PROVIDED TEXT:
^^^^^^^^

B. WITNESS' DESCRIPTION OF DEFENDANT'S CLOTHES
    
    Second, defendant contends that a possible contradiction in Rhoad's testimony concerning the description of defendant's clothes required the trial court to grant his motion to dismiss. At trial Rhoads testified that he told the officers at the crime scene that the robber wore a knit cap, dark blue “dickey type” work pants, a matching jacket, and a black t-shirt. Although defendant admits his clothes were of the same dark colors, he contends that the pants he was wearing were blue nylon pants, not cotton work pants. Additionally, defendant contends that his pants were not muddy or stained, and because there were slip marks in the grass near the scene of the attempted robbery, the robber's pants must have been grass-stained or muddy. He further argues that his shirt, although black, had a white picture on the front. Based on these perceived discrepancies, defendant contends the trial court was required to grant his motion to dismiss.
    Even assuming defendant's contentions amount to contradictions, such discrepancies are for the jury to resolve and do not necessitate dismissal. State v. McKinney, 288 N.C. 113, 215 S.E.2d 578 (1975). Moreover, Rhoads' and River's testimonies were sufficient evidence that defendant was the perpetrator of the attempted robbery to overcome defendant's motion to dismiss. Id. Rhoads specifically identified defendant as the perpetrator and stated his face was “emblazoned” upon his memory. Furthermore, Rivers also identified defendant as the perpetrator based in largemeasure by his clothes. Any contradictions in Rhoads' description of defendant's clothes do not mandate dismissal.

^^^^^^^^

RECORDED INFORMATION:
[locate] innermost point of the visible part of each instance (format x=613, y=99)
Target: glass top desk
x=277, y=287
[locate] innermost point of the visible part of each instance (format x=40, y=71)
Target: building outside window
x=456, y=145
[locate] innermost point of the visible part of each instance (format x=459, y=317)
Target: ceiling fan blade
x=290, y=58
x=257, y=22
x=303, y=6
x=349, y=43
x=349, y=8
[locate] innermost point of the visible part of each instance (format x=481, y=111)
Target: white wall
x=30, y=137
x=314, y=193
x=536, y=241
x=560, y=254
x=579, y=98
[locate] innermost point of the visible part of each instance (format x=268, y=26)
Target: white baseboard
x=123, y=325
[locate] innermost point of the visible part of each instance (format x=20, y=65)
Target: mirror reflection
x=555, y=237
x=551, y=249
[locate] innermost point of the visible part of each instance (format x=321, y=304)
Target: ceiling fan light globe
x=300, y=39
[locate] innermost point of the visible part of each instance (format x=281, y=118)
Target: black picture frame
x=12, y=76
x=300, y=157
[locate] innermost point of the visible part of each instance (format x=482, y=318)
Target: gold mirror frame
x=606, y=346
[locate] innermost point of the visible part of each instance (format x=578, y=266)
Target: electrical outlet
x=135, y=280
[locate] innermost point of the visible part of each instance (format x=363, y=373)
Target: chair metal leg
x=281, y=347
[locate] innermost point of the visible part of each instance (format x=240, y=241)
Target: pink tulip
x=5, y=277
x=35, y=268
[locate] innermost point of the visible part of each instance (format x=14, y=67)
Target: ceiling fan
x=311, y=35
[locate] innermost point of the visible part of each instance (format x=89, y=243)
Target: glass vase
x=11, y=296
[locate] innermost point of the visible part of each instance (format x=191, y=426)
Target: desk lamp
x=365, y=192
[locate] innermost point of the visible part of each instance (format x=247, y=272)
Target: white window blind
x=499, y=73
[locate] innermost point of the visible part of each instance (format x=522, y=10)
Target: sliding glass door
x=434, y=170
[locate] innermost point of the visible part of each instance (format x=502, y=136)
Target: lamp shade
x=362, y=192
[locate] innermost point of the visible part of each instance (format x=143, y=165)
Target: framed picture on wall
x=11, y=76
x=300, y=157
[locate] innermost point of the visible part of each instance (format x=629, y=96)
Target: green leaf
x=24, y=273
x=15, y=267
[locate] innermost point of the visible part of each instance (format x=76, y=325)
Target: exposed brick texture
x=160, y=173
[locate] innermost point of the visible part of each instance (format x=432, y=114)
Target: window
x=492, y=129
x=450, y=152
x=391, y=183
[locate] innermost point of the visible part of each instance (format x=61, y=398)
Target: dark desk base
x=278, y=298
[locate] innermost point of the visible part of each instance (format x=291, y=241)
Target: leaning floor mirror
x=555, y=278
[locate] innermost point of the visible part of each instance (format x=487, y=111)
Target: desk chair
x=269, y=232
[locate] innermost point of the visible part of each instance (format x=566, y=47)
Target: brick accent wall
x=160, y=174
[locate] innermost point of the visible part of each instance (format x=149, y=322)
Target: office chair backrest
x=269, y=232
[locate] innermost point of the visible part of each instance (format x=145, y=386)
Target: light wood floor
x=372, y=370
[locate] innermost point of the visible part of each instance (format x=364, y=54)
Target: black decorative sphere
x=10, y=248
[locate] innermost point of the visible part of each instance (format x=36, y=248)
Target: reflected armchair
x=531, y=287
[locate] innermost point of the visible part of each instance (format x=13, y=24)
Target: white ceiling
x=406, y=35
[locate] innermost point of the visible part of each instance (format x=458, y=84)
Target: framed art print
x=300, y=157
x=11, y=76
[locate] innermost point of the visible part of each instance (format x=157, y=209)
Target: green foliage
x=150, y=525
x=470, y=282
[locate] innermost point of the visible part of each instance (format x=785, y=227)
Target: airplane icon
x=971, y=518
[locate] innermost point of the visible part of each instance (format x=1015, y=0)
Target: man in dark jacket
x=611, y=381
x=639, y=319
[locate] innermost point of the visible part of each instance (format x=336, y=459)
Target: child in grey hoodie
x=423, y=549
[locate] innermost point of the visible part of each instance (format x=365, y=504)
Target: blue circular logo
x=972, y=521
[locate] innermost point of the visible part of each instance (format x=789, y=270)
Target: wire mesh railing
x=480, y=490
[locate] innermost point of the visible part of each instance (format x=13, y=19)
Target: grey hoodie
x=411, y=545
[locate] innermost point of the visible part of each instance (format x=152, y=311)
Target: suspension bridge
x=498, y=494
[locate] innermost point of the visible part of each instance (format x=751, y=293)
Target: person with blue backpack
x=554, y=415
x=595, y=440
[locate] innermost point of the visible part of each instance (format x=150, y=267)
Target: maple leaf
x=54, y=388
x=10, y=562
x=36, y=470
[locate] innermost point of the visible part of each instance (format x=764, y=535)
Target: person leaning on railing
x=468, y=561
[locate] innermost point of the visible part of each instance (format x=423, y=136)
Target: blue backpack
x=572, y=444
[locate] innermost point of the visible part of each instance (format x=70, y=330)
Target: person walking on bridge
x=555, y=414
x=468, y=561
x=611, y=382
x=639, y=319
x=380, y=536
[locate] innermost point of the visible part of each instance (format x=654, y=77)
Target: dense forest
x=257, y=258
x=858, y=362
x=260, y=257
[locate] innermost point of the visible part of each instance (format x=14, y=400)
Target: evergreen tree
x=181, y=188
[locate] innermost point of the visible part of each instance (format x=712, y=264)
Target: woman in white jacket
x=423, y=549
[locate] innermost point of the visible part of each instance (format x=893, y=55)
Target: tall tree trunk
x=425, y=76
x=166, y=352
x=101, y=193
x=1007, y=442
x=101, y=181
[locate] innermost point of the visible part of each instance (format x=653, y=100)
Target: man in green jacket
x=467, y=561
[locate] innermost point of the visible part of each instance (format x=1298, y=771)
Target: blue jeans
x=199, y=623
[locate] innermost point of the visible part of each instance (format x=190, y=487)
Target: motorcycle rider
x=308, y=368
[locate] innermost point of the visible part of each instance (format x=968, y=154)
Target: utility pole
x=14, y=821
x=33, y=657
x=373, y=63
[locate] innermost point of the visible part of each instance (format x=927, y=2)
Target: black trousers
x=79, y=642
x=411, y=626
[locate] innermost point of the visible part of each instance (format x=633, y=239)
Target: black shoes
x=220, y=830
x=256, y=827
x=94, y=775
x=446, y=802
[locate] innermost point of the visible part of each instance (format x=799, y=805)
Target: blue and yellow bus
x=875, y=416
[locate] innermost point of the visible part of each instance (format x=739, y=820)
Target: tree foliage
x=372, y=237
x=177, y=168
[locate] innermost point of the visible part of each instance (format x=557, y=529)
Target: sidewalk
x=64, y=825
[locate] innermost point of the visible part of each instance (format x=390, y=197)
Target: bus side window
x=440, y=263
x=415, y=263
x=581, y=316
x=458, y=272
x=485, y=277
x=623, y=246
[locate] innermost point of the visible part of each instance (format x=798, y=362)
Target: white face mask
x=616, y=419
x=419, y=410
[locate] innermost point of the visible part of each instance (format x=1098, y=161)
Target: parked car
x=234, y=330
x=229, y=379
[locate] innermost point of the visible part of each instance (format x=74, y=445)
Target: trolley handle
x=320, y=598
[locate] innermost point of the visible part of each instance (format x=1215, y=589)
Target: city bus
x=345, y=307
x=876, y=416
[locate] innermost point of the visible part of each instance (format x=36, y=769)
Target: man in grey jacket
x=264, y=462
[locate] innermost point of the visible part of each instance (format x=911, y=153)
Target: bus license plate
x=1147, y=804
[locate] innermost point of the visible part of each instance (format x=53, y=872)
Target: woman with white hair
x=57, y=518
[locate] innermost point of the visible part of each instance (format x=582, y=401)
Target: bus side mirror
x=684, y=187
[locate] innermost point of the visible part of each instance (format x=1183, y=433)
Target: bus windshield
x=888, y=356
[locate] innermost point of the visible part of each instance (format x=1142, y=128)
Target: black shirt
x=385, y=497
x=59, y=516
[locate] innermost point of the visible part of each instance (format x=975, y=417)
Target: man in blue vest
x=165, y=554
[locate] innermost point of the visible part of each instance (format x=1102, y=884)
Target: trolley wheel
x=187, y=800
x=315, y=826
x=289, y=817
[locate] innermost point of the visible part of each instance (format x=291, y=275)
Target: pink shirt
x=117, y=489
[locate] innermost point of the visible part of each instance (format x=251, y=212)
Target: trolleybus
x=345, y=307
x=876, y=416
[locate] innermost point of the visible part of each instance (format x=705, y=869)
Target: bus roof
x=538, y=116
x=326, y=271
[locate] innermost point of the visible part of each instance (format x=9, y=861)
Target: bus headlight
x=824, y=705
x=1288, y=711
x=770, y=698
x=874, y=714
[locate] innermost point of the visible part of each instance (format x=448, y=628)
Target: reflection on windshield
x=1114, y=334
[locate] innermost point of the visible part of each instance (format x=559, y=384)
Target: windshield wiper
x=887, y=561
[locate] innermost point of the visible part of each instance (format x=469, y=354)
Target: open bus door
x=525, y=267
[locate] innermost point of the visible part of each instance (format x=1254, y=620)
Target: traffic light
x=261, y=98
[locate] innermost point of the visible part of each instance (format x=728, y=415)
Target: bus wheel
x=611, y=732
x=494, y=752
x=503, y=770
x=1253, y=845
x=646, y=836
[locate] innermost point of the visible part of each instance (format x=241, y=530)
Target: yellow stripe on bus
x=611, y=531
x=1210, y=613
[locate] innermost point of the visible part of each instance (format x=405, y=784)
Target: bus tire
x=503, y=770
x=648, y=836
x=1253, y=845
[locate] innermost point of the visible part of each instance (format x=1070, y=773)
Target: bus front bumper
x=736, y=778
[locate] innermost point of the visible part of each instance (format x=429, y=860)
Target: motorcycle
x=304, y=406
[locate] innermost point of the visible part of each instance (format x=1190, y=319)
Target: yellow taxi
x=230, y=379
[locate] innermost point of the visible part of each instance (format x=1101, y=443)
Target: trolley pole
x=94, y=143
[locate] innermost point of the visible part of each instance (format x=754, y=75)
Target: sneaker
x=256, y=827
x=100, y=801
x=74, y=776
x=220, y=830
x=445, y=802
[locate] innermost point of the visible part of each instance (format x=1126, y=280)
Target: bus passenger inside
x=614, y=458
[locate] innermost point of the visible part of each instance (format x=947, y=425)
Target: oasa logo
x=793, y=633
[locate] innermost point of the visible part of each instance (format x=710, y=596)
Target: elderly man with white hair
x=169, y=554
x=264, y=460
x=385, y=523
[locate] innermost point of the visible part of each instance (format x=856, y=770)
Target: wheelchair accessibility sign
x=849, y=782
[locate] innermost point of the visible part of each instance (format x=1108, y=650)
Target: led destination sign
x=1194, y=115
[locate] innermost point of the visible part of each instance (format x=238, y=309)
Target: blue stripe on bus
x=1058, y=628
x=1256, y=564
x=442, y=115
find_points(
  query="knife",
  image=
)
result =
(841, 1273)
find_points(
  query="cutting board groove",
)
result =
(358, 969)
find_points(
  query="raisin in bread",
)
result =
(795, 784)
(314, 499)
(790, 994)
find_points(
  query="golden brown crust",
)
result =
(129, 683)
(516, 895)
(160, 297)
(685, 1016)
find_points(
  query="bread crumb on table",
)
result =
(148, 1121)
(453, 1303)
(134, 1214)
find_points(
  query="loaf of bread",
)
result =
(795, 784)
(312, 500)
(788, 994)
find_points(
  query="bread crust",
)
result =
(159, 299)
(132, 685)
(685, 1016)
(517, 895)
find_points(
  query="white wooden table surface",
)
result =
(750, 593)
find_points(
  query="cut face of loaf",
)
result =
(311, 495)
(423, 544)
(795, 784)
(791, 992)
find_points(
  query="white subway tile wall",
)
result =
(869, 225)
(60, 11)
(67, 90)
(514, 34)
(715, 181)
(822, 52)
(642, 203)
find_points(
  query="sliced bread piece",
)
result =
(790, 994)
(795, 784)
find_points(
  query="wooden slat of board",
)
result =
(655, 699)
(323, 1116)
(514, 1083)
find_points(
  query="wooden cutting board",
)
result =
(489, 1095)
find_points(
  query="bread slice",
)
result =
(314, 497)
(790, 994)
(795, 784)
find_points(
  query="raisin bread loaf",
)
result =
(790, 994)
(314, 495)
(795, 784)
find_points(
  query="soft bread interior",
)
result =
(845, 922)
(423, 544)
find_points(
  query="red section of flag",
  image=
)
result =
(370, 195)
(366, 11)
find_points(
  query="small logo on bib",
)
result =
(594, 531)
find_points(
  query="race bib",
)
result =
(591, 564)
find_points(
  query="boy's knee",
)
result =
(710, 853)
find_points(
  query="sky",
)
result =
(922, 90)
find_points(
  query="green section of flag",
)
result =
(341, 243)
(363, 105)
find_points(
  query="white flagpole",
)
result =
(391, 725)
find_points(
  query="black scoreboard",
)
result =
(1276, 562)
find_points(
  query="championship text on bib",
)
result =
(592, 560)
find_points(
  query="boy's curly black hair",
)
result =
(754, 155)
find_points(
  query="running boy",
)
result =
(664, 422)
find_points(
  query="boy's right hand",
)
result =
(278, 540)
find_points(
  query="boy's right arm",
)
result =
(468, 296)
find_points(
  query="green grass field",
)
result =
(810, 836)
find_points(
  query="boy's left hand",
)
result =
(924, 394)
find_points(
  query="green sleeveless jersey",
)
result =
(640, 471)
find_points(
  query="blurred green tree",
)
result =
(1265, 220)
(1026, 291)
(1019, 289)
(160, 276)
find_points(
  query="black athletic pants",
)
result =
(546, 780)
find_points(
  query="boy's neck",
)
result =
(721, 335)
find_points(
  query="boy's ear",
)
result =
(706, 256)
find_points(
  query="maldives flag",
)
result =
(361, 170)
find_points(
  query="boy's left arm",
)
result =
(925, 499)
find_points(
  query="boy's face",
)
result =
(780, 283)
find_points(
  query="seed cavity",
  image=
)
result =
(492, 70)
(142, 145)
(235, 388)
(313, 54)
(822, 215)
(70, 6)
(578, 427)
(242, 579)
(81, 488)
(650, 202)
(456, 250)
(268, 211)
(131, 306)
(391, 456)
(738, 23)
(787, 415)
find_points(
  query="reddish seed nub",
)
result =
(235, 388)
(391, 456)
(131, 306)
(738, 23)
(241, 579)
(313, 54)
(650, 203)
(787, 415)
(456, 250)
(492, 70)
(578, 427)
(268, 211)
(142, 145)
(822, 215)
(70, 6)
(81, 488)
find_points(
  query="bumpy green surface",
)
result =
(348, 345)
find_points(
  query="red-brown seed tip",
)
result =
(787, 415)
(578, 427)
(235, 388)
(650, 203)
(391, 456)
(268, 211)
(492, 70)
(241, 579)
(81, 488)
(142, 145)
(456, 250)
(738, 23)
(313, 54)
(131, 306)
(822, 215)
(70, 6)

^^^^^^^^

ACTIONS TO TAKE:
[a] In the court opinion about the witness's description of the clothes, what kind of pants does the defendant say he was wearing?
[b] Translate this sentence from the court opinion about the witness's description of the clothes into Spanish: "Any contradictions in Rhoads' description of defendant's clothes do not mandate dismissal."
[c] Go on writing the court opinion about the witness's description of the defendant's clothes, picking up after its final sentence.
The entries have nothing to do with the court opinion about the witness's description of the defendant's clothes.

ANSWER SET:
[a] Blue nylon pants.

[b] Las contradicciones que pueda haber en la descripción que hizo Rhoads de la ropa del acusado no hacen obligatoria la desestimación.

[c]
C. OPPORTUNITY TO VIEW THE PERPETRATOR

    Finally, defendant argues Rhoads' opportunity to view the perpetrator was inadequate to produce a valid identification. Defendant argues this contention at length. He makes the following supporting arguments: (1) Rhoads must have focused on the robber's weapon, not his face, during the attempted robbery; (2) because Rhoads is white and the robber is black, the problems associated with cross-racial identification were too great to allow valid identification; (3) Rhoads must have felt pressure and fear to make a positive identification; and (4) Rhoads' level of confidence was so great that the jury may have “overbelieve[d]” him. Defendant is unable to cite any persuasive North Carolina authority to support these arguments. While Rhoads may have observed defendant for only a few seconds, this “'limited opportunity for observation goes to the weight the jury might place upon [his] identification rather than its admissibility.'” State v. Parker, 350 N.C. 411, 433, 516 S.E.2d 106, 121 (1999) (quoting State v. Ricks, 308 N.C. 522, 528, 302 S.E.2d 770, 773 (1983)), cert. denied, 528 U.S. 1084, 145 L. Ed. 2d 681 (2000).
    In summary, we find there was sufficient evidence to support the trial court's denial of defendant's motion to dismiss. Defendant's assignment of error is, therefore, overruled.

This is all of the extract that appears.